• _WHAT THE EXERCISE ASKS_: Lay out every line of the material below as a Markdown table with the columns "Index" and "Line", numbering each row and skipping blank lines. Omit the pictures from the output.

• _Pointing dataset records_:
┄┄┄┄┄┄┄┄┄┄┄┄┄┄┄┄┄┄┄┄

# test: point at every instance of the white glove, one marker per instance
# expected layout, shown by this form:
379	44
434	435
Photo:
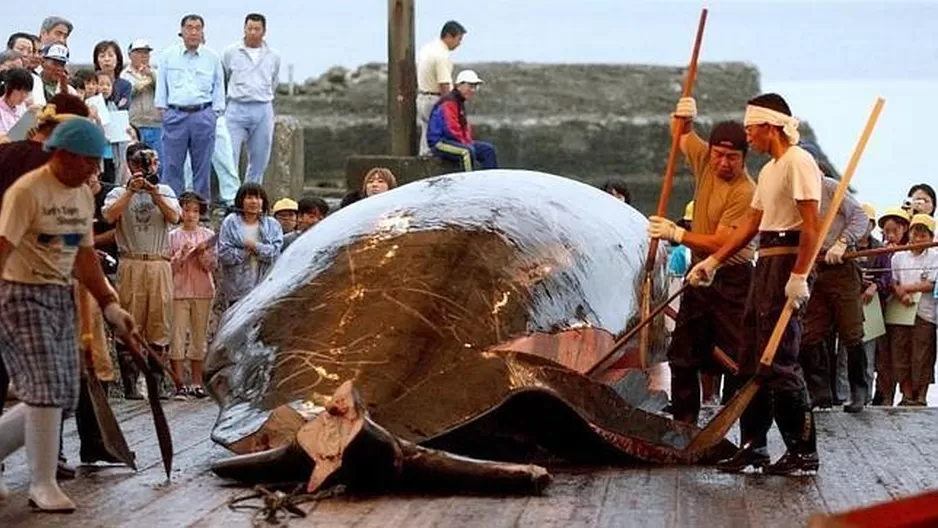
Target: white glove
835	254
663	228
797	289
702	274
123	323
686	107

┄┄┄┄┄┄┄┄┄┄┄┄┄┄┄┄┄┄┄┄

• _TASK RESULT_:
| Index | Line |
|---|---|
| 1 | # test: point at every instance of the white glove, one marker per instance |
| 2 | # expected layout, shown by this form: |
| 3 | 379	44 |
| 4 | 434	435 |
| 5 | Photo: |
| 6 | Target: white glove |
| 7 | 835	254 |
| 8 | 663	228 |
| 9 | 797	289 |
| 10 | 702	274 |
| 11 | 123	323 |
| 12 | 686	107 |